_Information given_
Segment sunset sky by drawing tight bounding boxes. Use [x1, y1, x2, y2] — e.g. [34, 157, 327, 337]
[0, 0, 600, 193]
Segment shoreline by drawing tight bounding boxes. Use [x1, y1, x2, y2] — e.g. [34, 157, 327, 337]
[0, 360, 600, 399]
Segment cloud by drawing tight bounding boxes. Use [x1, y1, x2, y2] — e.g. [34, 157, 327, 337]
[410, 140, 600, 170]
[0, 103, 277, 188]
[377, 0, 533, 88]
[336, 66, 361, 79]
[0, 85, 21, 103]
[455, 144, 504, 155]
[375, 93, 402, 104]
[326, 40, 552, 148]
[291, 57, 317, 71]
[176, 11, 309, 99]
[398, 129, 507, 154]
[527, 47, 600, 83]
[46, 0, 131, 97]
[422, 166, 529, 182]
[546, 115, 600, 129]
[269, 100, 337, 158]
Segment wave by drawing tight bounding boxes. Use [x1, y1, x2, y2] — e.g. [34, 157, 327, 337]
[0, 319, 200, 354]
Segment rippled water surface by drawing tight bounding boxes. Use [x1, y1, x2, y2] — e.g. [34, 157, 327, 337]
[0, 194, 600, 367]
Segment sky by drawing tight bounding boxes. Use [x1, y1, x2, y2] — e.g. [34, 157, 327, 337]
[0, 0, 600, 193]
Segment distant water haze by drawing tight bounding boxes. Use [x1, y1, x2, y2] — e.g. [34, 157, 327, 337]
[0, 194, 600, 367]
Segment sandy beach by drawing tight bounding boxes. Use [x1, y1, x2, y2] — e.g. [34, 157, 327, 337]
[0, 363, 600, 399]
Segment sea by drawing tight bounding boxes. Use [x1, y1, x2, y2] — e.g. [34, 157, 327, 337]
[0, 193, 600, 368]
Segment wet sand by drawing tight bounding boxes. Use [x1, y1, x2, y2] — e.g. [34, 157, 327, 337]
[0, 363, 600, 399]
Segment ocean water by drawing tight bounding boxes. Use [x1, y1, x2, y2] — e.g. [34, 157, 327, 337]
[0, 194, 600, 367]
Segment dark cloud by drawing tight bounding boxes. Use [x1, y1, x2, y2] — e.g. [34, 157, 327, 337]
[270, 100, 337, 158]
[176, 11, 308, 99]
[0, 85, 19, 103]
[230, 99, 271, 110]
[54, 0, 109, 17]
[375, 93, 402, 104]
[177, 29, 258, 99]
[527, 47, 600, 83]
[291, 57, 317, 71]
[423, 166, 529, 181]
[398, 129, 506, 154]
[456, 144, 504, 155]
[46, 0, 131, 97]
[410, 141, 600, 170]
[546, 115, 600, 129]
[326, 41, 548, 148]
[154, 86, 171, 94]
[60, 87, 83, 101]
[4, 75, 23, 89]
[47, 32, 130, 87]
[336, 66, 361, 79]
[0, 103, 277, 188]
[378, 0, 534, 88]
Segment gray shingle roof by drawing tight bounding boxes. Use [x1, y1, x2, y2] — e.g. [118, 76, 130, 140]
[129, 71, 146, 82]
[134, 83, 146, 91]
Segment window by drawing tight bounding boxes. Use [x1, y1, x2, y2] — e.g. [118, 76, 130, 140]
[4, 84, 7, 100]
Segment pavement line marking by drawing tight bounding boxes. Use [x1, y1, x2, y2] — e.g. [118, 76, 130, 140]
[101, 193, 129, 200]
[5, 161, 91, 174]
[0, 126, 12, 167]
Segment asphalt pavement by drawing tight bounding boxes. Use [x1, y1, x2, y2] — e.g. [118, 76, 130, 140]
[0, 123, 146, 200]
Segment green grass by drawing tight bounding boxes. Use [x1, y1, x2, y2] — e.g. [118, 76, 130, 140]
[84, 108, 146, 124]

_Exercise directions_
Copy out, word for word, the material starting at the line that contains "Segment sky by" and ending at the line that contains "[378, 0, 534, 88]", including both of those lines.

_Solution_
Segment sky by drawing tight bounding boxes. Use [x1, y1, x2, y2] — e.g. [34, 157, 327, 337]
[0, 0, 600, 193]
Segment distant water haze by drawing tight bounding boxes. Use [x1, y1, x2, y2] — e.g. [34, 157, 327, 337]
[0, 194, 600, 367]
Segment sandy beach by drawing tight bounding boxes. Use [x1, y1, x2, y2] — e.g. [34, 157, 327, 337]
[0, 363, 600, 399]
Segment sea by drawing tight bounding boxes. Use [x1, y1, x2, y2] — e.g. [34, 157, 327, 337]
[0, 193, 600, 368]
Segment wet sand by drawing tight bounding boxes. Use [x1, y1, x2, y2] — e.g. [34, 157, 327, 337]
[0, 363, 600, 399]
Segment ocean water by drawing tight bounding boxes. Use [x1, y1, x2, y2] — e.g. [34, 157, 327, 337]
[0, 194, 600, 367]
Segment dark cloud by drawing tight bounding boxes. Use [x1, y1, x2, y2] — e.g. [34, 157, 327, 337]
[270, 100, 337, 158]
[176, 11, 308, 99]
[0, 85, 19, 103]
[230, 99, 271, 110]
[54, 0, 109, 17]
[375, 93, 402, 104]
[177, 29, 258, 99]
[527, 47, 600, 83]
[291, 57, 317, 71]
[423, 166, 529, 181]
[398, 129, 506, 154]
[456, 144, 504, 155]
[46, 0, 131, 97]
[410, 141, 600, 170]
[546, 115, 600, 129]
[326, 41, 548, 148]
[154, 86, 171, 94]
[60, 87, 83, 101]
[4, 75, 23, 89]
[47, 32, 130, 87]
[336, 66, 361, 79]
[0, 103, 277, 188]
[378, 0, 534, 88]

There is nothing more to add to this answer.